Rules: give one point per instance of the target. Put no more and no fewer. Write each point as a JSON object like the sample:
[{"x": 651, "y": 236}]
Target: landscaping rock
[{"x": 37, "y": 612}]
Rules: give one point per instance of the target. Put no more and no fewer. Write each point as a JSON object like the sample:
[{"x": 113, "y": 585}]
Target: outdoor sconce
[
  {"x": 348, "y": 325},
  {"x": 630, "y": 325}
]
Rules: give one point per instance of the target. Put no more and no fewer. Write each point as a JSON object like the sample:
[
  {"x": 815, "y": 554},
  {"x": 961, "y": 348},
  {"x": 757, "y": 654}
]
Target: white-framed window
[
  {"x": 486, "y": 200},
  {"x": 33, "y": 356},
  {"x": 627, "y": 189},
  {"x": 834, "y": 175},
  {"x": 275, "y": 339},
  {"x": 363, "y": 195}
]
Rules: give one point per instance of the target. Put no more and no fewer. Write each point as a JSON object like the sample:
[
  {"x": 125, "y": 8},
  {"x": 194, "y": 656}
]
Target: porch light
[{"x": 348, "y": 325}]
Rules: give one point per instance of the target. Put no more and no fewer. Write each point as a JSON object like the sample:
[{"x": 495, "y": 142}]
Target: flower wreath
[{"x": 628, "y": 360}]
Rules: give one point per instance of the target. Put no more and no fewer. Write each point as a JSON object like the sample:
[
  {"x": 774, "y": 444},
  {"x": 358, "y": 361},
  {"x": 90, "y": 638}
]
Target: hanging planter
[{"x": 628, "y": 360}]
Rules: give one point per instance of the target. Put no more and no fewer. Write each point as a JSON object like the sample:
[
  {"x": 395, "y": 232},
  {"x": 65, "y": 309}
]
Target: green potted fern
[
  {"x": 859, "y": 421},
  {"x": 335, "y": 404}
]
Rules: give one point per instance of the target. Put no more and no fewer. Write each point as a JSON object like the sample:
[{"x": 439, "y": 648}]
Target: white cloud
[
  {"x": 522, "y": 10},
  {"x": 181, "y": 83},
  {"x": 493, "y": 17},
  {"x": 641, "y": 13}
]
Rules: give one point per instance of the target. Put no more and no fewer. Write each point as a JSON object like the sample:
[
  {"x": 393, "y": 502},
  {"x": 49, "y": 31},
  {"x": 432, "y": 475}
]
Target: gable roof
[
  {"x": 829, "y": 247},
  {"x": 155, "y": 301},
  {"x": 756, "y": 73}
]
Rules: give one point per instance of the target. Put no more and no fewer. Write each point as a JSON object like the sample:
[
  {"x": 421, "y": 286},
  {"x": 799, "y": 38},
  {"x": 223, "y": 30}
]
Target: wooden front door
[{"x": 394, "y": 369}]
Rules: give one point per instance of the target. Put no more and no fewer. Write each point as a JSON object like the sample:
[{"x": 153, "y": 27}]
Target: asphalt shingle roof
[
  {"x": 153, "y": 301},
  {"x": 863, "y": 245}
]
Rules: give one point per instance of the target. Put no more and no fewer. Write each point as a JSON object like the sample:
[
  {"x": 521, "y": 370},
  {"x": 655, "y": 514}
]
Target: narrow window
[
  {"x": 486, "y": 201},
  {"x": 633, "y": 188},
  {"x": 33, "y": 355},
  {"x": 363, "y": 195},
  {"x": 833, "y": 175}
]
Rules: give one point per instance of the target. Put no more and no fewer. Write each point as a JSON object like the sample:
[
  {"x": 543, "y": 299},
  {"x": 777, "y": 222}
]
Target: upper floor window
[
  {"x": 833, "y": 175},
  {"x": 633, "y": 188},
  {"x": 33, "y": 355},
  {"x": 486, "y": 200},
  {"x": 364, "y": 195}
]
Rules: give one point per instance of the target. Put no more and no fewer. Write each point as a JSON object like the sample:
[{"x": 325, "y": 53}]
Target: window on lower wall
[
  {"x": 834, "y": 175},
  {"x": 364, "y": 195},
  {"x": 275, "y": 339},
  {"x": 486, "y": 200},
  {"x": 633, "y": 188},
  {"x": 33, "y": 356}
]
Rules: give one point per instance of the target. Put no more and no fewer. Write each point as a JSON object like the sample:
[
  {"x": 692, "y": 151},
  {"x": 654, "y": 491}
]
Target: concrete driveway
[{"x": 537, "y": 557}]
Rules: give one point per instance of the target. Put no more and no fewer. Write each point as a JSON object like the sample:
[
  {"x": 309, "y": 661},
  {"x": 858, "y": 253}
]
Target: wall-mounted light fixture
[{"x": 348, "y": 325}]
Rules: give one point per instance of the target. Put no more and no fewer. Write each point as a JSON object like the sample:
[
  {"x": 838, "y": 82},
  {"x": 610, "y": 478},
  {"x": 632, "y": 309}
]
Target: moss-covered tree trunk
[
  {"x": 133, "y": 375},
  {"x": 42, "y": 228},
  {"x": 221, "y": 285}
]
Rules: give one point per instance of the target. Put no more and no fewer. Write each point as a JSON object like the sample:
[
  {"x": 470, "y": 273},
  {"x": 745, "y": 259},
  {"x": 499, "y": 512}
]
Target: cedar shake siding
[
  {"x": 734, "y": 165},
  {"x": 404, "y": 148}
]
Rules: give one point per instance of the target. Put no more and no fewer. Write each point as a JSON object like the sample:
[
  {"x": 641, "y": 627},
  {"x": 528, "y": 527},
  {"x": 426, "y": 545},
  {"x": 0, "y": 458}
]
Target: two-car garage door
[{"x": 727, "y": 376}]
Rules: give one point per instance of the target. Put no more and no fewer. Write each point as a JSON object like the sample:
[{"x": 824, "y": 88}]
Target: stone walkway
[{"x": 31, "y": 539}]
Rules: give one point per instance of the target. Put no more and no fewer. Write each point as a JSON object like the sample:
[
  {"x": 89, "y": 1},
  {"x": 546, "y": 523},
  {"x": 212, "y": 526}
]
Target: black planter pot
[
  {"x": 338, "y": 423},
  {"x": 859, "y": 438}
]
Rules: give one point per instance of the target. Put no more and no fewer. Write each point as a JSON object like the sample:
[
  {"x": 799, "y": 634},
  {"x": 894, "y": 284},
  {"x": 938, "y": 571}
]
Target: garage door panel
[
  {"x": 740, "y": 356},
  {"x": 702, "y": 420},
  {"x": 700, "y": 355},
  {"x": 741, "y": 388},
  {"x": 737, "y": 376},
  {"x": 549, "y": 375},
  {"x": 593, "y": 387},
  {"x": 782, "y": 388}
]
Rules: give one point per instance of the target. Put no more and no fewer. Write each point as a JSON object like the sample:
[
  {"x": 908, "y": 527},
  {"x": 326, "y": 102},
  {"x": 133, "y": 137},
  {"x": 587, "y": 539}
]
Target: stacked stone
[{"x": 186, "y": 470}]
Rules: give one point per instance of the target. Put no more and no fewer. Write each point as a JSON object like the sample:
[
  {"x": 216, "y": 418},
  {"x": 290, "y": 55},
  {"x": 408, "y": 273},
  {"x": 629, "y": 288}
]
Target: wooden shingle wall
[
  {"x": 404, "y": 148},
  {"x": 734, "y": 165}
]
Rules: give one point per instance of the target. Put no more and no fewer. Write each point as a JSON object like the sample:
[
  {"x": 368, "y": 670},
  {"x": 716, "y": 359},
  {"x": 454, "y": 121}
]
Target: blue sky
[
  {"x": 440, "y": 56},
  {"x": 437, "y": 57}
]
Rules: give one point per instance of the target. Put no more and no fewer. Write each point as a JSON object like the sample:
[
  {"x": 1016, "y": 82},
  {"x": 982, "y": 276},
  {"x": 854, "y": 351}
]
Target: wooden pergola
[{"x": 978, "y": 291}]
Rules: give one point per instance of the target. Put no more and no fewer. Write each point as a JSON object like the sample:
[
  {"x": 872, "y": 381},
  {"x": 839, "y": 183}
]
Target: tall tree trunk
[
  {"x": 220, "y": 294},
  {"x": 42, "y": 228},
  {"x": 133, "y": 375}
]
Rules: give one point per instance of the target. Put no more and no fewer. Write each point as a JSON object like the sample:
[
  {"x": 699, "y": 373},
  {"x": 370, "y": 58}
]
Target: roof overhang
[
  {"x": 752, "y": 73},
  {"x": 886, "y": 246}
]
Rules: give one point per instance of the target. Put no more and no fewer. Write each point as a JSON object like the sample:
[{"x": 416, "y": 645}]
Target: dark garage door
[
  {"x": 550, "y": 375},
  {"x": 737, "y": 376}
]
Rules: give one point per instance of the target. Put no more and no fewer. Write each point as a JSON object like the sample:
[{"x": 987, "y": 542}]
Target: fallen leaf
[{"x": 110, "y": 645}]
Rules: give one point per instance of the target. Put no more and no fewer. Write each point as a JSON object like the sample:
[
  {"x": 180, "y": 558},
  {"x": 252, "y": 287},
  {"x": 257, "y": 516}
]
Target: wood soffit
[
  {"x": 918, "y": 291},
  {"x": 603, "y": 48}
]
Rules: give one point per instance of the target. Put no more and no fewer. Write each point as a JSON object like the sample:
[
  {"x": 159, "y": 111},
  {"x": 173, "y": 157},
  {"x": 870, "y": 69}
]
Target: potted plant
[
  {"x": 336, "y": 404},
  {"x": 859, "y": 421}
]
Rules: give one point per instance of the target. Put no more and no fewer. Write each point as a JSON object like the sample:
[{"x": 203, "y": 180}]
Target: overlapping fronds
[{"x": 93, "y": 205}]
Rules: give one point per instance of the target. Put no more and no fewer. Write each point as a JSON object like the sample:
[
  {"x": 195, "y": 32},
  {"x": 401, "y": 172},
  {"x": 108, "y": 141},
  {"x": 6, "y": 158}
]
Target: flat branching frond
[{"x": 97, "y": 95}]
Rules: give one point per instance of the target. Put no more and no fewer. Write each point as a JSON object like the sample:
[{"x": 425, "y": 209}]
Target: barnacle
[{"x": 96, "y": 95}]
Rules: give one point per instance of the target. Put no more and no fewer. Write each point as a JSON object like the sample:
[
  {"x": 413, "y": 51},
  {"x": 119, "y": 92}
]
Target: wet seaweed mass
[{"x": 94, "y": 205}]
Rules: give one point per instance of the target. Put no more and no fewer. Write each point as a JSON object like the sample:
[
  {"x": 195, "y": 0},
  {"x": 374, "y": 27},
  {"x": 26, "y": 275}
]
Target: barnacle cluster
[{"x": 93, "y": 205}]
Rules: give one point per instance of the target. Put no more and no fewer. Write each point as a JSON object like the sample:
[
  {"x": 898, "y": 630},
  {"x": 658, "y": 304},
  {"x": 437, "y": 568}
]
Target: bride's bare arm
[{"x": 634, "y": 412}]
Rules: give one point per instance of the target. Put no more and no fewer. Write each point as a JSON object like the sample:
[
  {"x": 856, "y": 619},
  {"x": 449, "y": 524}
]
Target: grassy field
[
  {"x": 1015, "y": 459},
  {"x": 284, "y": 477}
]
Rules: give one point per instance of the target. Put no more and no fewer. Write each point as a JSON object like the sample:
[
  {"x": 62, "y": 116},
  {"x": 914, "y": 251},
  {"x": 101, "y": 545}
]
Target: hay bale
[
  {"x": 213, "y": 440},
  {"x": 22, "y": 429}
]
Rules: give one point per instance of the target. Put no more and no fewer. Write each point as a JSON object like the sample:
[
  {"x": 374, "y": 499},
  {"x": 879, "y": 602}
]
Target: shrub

--- Description of the task ---
Find every line in the rows above that contains the string "light" and copy each such line.

--- The completed task ---
Target: porch light
Target: wall-mounted light fixture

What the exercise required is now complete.